3. MAV with an Adaptative Wing Geometry

MAV Model

The present paper is focused on a MAV with an adaptive wing structure geometry. This model presents a low wing aspect ratio (AR = 2.5) and low operating range (low Reynolds number). The features of the studied MAV are shown in the following Table 1:

Table 1. MAV features.

Parameter	Value
Wing tip chord	0.025 m
Wing root chord	0.200 m
Taper ratio	0.124
Aspect ratio	2.500
Wingspan	0.320 m
Mean aerodynamic chord	0.141 m
Mean geometry chord	0.127 m
Wing reference area	0.040 m2
Dihedral length	10°
Fuselage length	0.3 m
Fuselage width	0.06 m

The geometry of this MAV consists of a Zimmerman wing platform with Eppler 61 airfoils. The Zimmerman wing is composed of two half ellipses joined at the reference point (red point) of Figure 2. For one half ellipse, this reference point corresponds to ¼ of the wing root chord and for the second one to ¾. The fuselage is designed with Whitcomb airfoils. These features were selected according to the main aerodynamic parameters: maximum lift to drag ratio, ${\left(\frac{C_L}{C_D}\right)}_{max}$, maximum lift coefficient, $C_{L,max}$, and minimum drag coefficient, $C_{D,min}$. Figure 2 shows the configuration of the wing where x/c is the non-dimensional chord.

Figure 2. Zimmerman wing plantform (left) and Eppler 61 wing airfoil (right). Dimensions in mm.

This MAV model was designed with the purpose of modifying its wings during flight. In particular, the camber and thickness of the wing will be the only parameters which could change during flight while the chord and wingspan must remain constant. Therefore, the ultimate goal of this MAV is to improve the aerodynamic performances in terms of maximizing the autonomy and range depending on the flight phases in where it is immersed. To obtain the curvature and thickness variations, the authors in [10] tested experimentally the wings with smart materials.

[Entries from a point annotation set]
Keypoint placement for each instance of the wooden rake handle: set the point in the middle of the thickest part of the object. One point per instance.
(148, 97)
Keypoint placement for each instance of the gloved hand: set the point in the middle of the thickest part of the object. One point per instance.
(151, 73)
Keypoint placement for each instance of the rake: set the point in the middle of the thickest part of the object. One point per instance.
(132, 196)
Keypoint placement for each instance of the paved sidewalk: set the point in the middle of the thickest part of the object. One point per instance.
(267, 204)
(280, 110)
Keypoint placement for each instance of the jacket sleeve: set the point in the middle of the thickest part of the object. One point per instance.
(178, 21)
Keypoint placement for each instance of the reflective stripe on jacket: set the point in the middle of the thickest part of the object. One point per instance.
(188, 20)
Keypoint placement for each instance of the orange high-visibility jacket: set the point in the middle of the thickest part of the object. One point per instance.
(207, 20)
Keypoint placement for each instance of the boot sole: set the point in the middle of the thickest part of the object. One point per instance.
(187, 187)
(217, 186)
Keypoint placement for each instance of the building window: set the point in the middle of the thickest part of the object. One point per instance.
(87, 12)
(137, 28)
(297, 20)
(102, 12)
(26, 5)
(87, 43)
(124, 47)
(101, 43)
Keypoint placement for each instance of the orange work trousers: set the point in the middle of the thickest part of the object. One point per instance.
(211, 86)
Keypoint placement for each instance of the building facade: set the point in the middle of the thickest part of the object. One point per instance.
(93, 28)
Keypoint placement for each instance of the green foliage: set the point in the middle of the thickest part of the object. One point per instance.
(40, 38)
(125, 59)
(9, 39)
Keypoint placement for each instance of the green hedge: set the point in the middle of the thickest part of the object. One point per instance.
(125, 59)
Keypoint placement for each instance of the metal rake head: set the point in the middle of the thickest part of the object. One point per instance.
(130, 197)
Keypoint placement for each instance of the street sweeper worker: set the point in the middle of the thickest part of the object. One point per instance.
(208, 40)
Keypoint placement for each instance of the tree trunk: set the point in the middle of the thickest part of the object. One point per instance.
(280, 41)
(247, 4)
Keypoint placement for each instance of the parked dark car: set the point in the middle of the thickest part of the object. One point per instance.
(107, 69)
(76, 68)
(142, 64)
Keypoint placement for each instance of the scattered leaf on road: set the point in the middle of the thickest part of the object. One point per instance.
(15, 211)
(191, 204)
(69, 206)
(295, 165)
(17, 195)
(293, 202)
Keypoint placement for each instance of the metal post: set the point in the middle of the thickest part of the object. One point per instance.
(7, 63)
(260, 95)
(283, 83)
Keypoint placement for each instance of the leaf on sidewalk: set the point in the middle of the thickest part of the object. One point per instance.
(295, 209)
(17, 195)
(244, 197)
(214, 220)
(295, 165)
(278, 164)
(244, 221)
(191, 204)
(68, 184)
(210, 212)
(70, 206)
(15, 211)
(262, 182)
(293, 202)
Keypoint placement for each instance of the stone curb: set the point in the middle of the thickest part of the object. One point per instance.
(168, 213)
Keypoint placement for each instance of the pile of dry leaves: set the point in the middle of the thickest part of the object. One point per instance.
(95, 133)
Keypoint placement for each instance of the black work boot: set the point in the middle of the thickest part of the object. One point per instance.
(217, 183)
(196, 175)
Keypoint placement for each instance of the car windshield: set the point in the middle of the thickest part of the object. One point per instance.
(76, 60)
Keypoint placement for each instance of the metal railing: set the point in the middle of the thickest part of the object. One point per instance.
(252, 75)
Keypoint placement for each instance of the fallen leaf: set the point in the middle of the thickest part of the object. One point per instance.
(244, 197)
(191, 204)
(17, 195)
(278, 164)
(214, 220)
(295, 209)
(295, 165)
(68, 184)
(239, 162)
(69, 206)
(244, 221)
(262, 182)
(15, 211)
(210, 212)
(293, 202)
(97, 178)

## Directions
A. In the MAV wing passage, write out the part from "The geometry of" to "Dimensions in mm." again, swapping "Eppler 61" for "Eppler 387".
B. Translate this sentence from the MAV wing passage into Spanish: "In particular, the camber and thickness of the wing will be the only parameters which could change during flight while the chord and wingspan must remain constant."

## Results by task
A.
The geometry of this MAV consists of a Zimmerman wing platform with Eppler 387 airfoils. The Zimmerman wing is composed of two half ellipses joined at the reference point (red point) of Figure 2. For one half ellipse, this reference point corresponds to ¼ of the wing root chord and for the second one to ¾. The fuselage is designed with Whitcomb airfoils. These features were selected according to the main aerodynamic parameters: maximum lift to drag ratio, ${\left(\frac{C_L}{C_D}\right)}_{max}$, maximum lift coefficient, $C_{L,max}$, and minimum drag coefficient, $C_{D,min}$. Figure 2 shows the configuration of the wing where x/c is the non-dimensional chord.

Figure 2. Zimmerman wing plantform (left) and Eppler 387 wing airfoil (right). Dimensions in mm.

B. En particular, la curvatura y el espesor del ala serán los únicos parámetros que podrían cambiar durante el vuelo, mientras que la cuerda y la envergadura deben permanecer constantes.